# [Input]
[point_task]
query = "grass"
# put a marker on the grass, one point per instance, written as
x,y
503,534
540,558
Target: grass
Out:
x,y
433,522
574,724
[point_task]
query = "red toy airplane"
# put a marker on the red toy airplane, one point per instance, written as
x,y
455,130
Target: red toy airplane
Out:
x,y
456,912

==

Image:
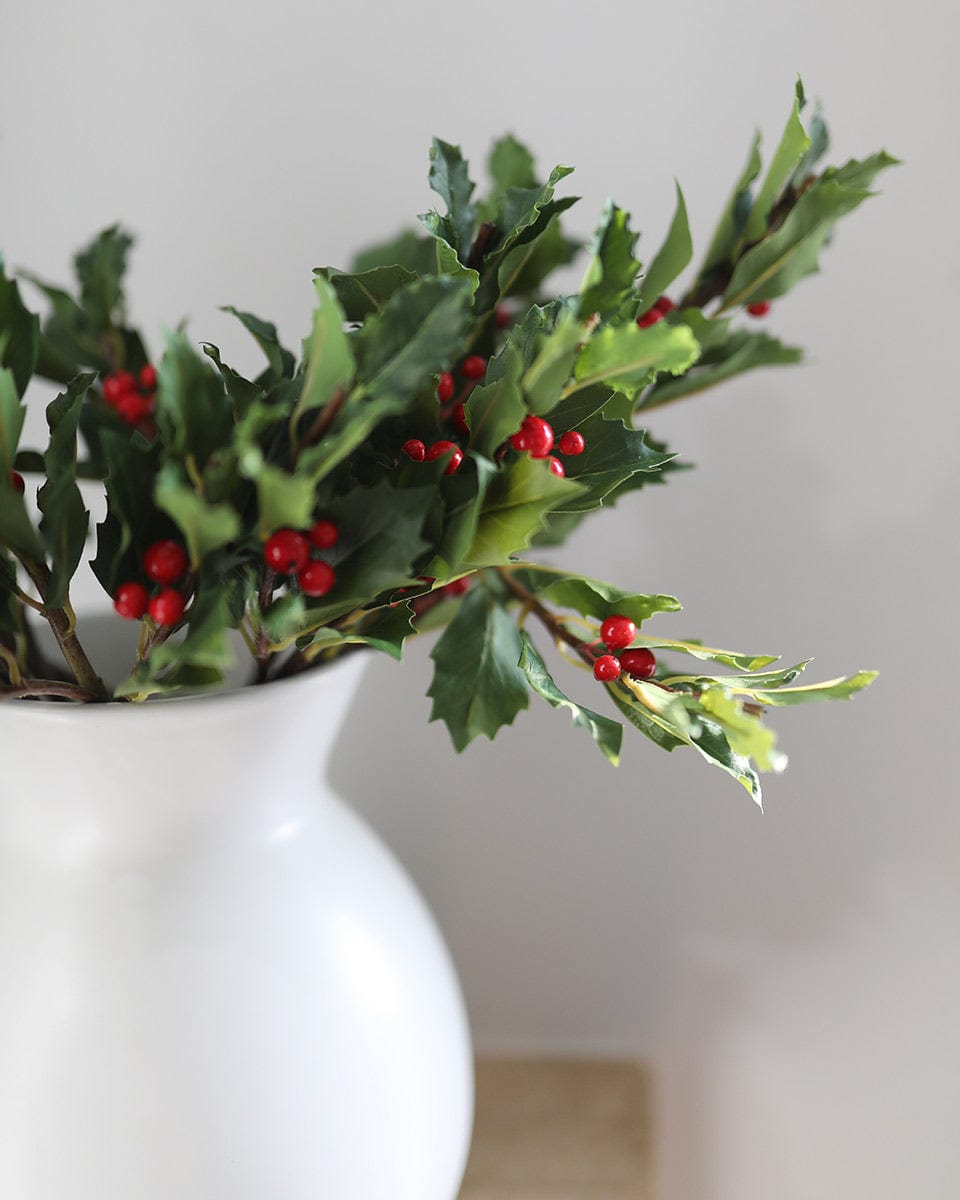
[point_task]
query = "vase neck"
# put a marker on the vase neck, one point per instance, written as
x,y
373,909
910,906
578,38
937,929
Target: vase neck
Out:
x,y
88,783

# [Exercise directions]
Identify each line in the listing above that contains the string "vase", and copy those lines in full.

# [Solution to this exercise]
query = "vase neck"
# put a marker on the vase neck, one point per instance, written as
Target: vase neck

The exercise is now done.